### Work request
Carry over every entry exactly as written, though not the pictures it contains.
○ ○ ○ ○ ○
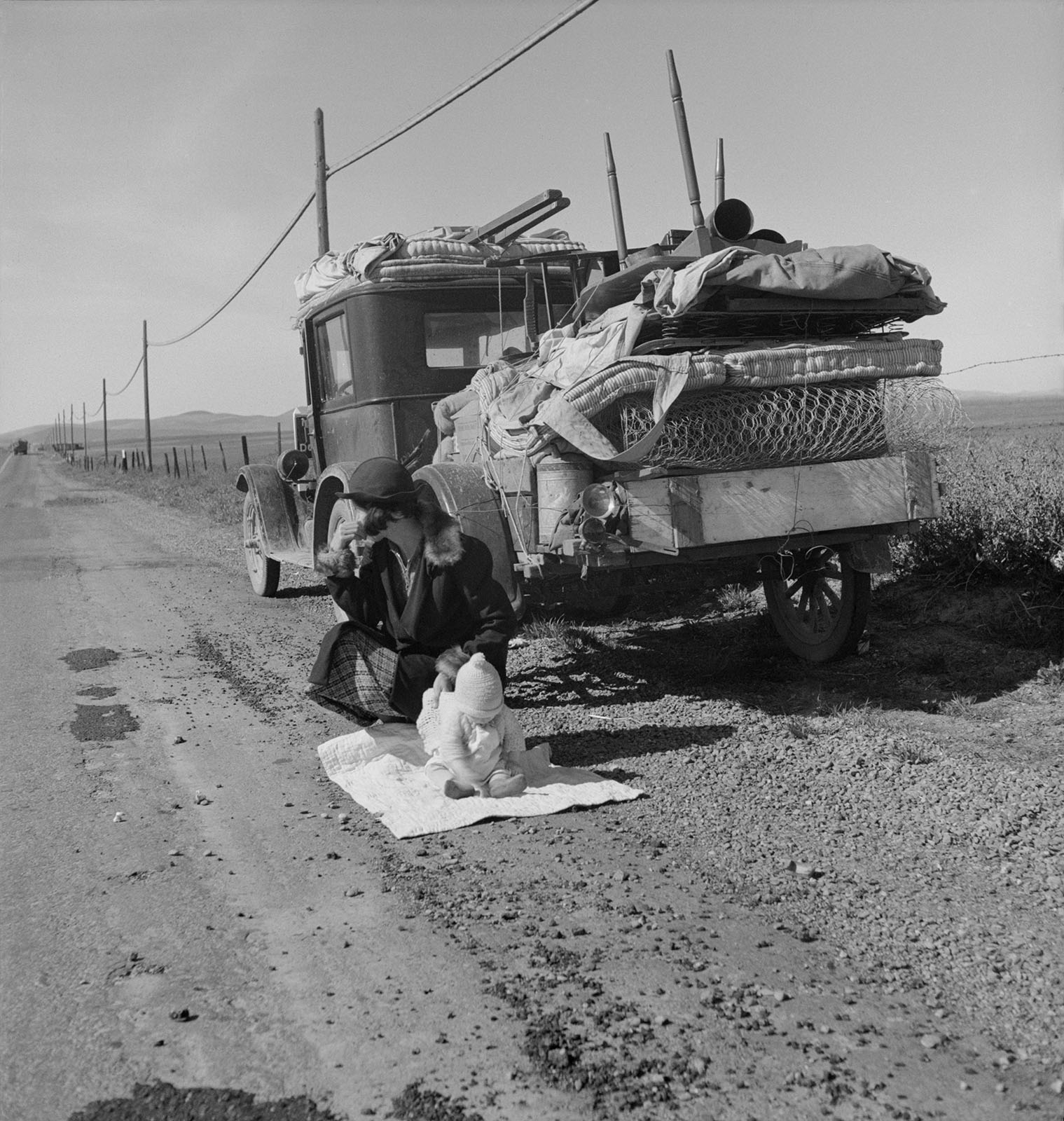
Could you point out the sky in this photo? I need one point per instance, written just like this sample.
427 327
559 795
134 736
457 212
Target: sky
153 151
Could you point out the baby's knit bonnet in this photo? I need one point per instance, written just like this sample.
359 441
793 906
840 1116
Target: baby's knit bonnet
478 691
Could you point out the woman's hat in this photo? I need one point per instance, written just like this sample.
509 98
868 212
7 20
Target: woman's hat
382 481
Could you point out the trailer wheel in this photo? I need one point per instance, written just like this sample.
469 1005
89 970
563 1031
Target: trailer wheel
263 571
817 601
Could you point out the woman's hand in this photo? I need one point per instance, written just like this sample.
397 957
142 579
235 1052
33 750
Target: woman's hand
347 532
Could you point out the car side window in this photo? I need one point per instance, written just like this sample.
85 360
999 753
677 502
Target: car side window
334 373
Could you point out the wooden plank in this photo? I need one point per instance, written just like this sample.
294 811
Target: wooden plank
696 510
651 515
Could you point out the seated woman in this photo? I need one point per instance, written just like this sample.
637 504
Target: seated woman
○ ○ ○ ○ ○
### Answer for this exercise
Could you point out the sky in this photo? I need one point per instance, written just like this sample.
427 327
559 795
134 736
457 212
Target: sky
153 151
Could you point out the baby's knit bonnet in this photo? I need one point per instance, written just like this sample.
359 441
793 906
840 1116
Target: baby's knit bonnet
478 691
Could you point out the woman's hat in this photo? I need one point per instance, written just like this sample.
509 98
868 212
7 20
Target: woman's hat
382 481
Could you point out the trailer wheel in this photo? I need one point per instance, written just like this sample.
469 1005
89 970
563 1031
Target: trailer wheel
263 571
817 601
Could you point out the woman's hand in this photo? I need one point per instance, written just like this sample.
397 957
142 579
235 1052
33 750
Target: woman's hand
347 532
Could you point out the car side window in this photo? I need one point per instance, written just like this sample.
85 360
999 753
677 502
Target: car side window
334 373
Could you point out the wooden plank in this photo? I need one point per instance, written just like this sample.
294 811
Target: wooden plank
696 510
651 515
Could you point out the seated woman in this photo? I need one point per instance, written just like this sample.
637 504
Target: seated woman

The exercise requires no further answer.